- Extrait retenu
.....
Pour son premier livre, Ne m’oublie pas (éditions Le Lombard), la jeune Belge Alix Garin s’empare du douloureux sujet qu’est la maladie d’Alzheimer pour en faire une histoire touchante sur la fin de vie et l’importance de la transmission.
En empruntant, pour lancer son ouvrage, les mots d’Annie Ernaux (Les Années, 2008), romancière du réel, Alix Garin affiche ses intentions : parler un peu d’elle-même mais avec de la distance. Confier un fragment de souvenirs, passé au prisme de la fiction. Comme elle le confirme en vidéo sur le site du Lombard, l’histoire de Marie-Louise lui a en effet été « inspirée » par sa propre grand-mère, atteinte également de la maladie d’Alzheimer. « Voir son déclin cognitif m’a énormément touchée , poursuit-elle. Sa personnalité a changé au fur et à mesure qu’elle oubliait son passé. Ça m’a ébranlée… ».
D’où l’envie de raconter cette histoire. Dans la BD, son alter ego dessiné, Clémence, d’une vingtaine années elle aussi, est, comme elle, « désorientée » par le déclin de sa Mamy en EHPAD (établissement d’hébergement pour personnes dépendantes). Après quelques fugues de l’aïeule, le personnel de l’établissement prévient la famille qu’il compte l’assommer de médicaments. Une «camisole chimique» peu du goût de la têtue petite-fille, qui veut pour sa grand-mère une fin de vie «digne». Elle la «kidnappe» alors pour un road-trip vers le passé. Un voyage de quelques jours qui va leur permettre de se retrouver, et de se redécouvrir mutuellement…
Une sorte de Thelma et Louise en mode familial et transgénérationnel
Nombreuses sont les BD qui évoquent la «mémoire qui flanche», comme le dit la chanson, et qui arrivent à dépasser le pathos ou les formules habituelles (Ceux qui me restent, La Tête en l’air, Chute de vélo…). Ne m’oublie pas s’ajoute clairement à la liste, une prouesse d’autant plus estimable qu’il s’agit ici d’une première œuvre. Pas si novice que ça, Alix Garin – lauréate du prix Jeunes Talents du festival «Quai des bulles» de Saint-Malo en 2017 – maîtrise sa narration, la dynamisant en jouant habilement sur plusieurs tableaux : au présent, on voit Clémence qui explique la raison de la fugue avec sa grand-mère à des policiers qui l’interrogent. Au passé, elle fait des allers-retours dans ses souvenirs, nostalgiques et brutaux.
.....
- Données sources
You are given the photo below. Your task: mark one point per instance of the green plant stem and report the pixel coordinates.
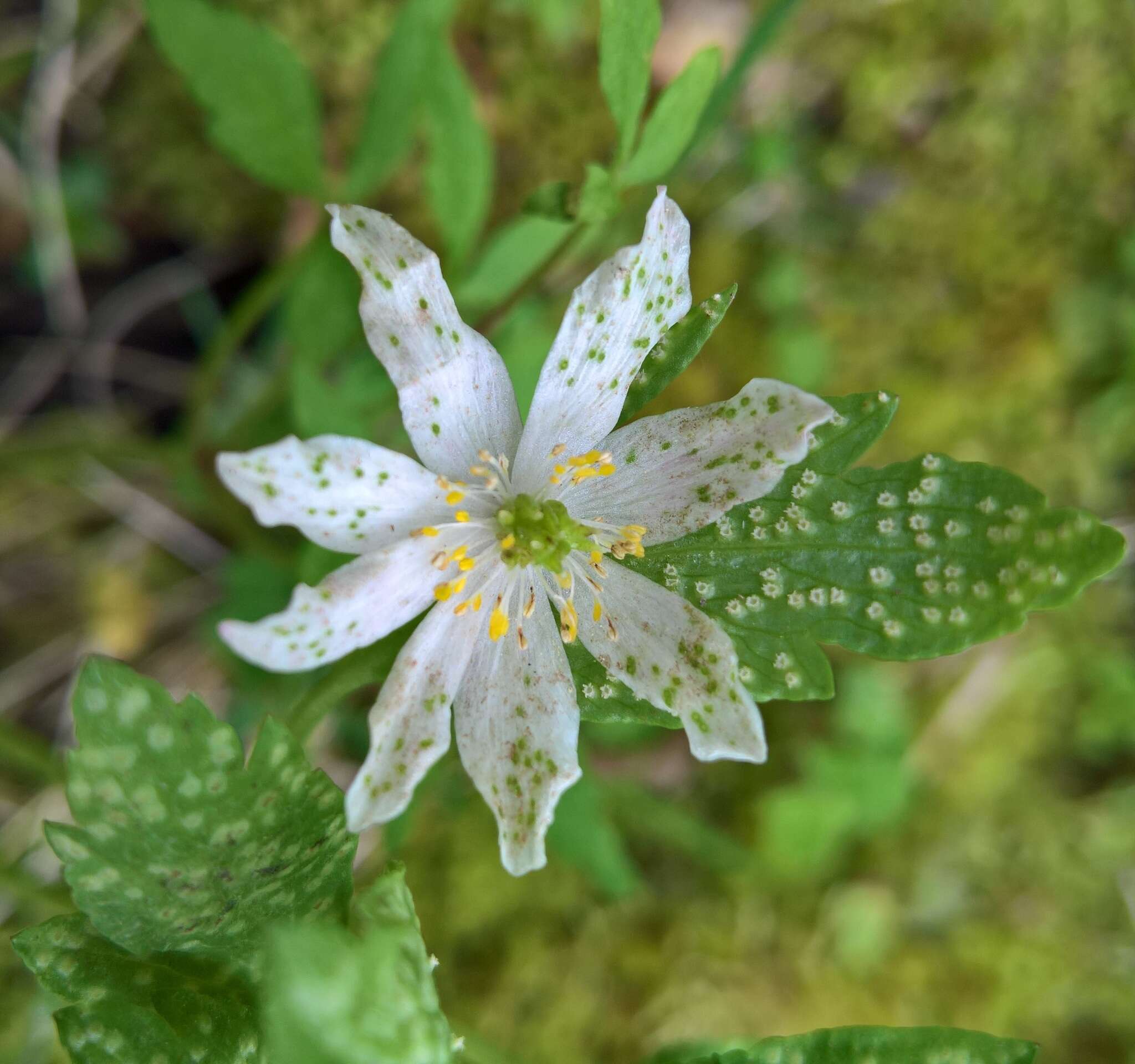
(760, 38)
.....
- Consigne
Recopiez l’extrait consacré à la bande dessinée Ne m’oublie pas depuis « Pour son premier » jusqu’à « de la transmission. » inclus, en rebaptisant « histoire touchante » en « chronique émouvante ».

- Corrigé
Pour son premier livre, Ne m’oublie pas (éditions Le Lombard), la jeune Belge Alix Garin s’empare du douloureux sujet qu’est la maladie d’Alzheimer pour en faire une chronique émouvante sur la fin de vie et l’importance de la transmission.